Today's enterprises are spread across large worldwide networks that include a web of heterogeneous suppliers. This has increased the challenge of serialization data management across these large and loosely knit organisations. Brand-owners need to attach an RFID tag with a unique serial number, known as the Serialised Global Trade Item Number (SGTIN), to their products. With so many suppliers widely distributed with their own management systems, the coordination of the SGTIN and EPC can be complex and open to errors, waste or, worse still, duplications.

Under GS1 serialisation guidelines, each brand-owner is responsible for ensuring unique serialization for their tagged products. Serial number management has clearly been identified as an industry challenge. Until the alignment, each IC vendor has been independently approaching the issue that would require each brand-owner to figure out how to coordinate between the IC suppliers. MCS was designed to address this issue by recommending a simple and flexible guideline for an industry aligned approach, accommodating both chip-based and customised IT based solutions.

MCS relieves the burdens associated with serial number management, even among multiple RFID IC suppliers providing solutions for billions of tags. MCS compliant systems will utilise a self-contained, factory programmed and permanently locked unique serial number embedded within the Tag Identifier (TID) memory of each IC. With an MCS compatible solution, brand-owners simply distribute tag product data as before, leaving it to the printing or encoding device to provide the unique serial number for RFID encoding that is now extracted from the MCS compatible tag. The result is a complete SGTIN-96 without the burden of number management and without worry of a duplicate.

Alien® Providing Pre-Encoded, Chip-Based MCS Solutions with Higgs4 IC

Alien believes MCS provides:

  • An industry aligned, chip-based encoding scheme that allows brand-owners that wish to adopt chip-based serialization the ability to source from any MCS supplier.
  • An open convention that is expandable for other future, chip-based serialisation suppliers.
  • The comfort that the chance of serial number duplication is extraordinarily small (serialisation is per EPC code).

Among the MCS suppliers, only Alien is immediately supplying pre-encoded, chip-based MCS solutions via its Higgs 4 UHF RFID IC. Alien is pre-encoding the EPC SGTIN serial number field with MCS Alien header and the serialised portion programmed into the chip at manufacturing time. This minimizes the programming required by brand-owners should they use Higgs-4.

"Alien's MCS solution is unique in that all Higgs-4 ICs are pre-programmed at manufacturing time," said Mike Frieswyk, Alien Technology, Vice President of Sales and Marketing. "Alien's pre-encoding of RFID chips reduces the cost and possibility of introducing duplicates from equipment mishandling at the tag level, while offering brand-owners the flexibility to overwrite this with their own scheme if they wish to do so."

For brand-owners, retailers and service bureaus that wish to manage their own serialization database, they simply overwrite the pre-encoded serialisation bits inside the EPC with their own scheme. To facilitate this, all of Alien's UHF RFID ICs are already supplied with an unalterable 64-bit UTID (Unique Tag ID), which is hard programmed during the manufacturing process and identifies the chip vendor, the IC model and includes a unique serial number. The service bureau may use their own custom scheme or copy up to 48 bits from the UTID, and then write these bits into a portion of it to the SGTIN -- eliminating the need to create and maintain their own serialisation management structure. While this does not eliminate the need to write the serial number to the tag, it does significantly reduce the risk of duplication.

Both approaches are completely optional and offer certain advantages depending on tagging volumes, print/encoding requirements and data management infrastructure.

Alien believes pre-encoded, chip-based serialisation has many advantages including:

  • It adds no additional costly steps to the creation and management of the serialized number.
  • As the serialisation is managed "at the IC source," the risk of serial number duplication at the tag level is massively reduced.

"Alien and fellow RFID IC suppliers have clearly recognised the need for a common approach that would provide further momentum to the adoption of RFID in high-volume applications, such as the retail market," said Justin Patton, RFID Research Centre Managing Director, University of Arkansas. "MCS achieves this by providing a common scheme across the major industry players."

Further details of the MSC scheme will be announced during RFID Journal Live 2012, and specific Higgs-4 product information will be announced by Alien around that same time. Alien will be discussing both at booth #614.

# Information supplied:
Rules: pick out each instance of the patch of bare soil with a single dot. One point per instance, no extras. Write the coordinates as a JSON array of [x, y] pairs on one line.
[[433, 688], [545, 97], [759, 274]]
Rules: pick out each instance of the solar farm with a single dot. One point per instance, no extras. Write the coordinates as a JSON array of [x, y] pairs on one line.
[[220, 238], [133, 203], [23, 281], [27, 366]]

# Problems:
1/ According to the RFID serialization text, how many bits long is the UTID on Alien's UHF RFID ICs?
2/ Translate this sentence from the RFID serialization text into Spanish: "Serial number management has clearly been identified as an industry challenge."
3/ Retype the part of the RFID serialization text starting with "Further details of" and going on through "at booth #614.".

# Task-by-task answers:
1/ 64 bits.

2/ La gestión de números de serie se ha identificado claramente como un desafío para la industria.

3/
Further details of the MSC scheme will be announced during RFID Journal Live 2012, and specific Higgs-4 product information will be announced by Alien around that same time. Alien will be discussing both at booth #614.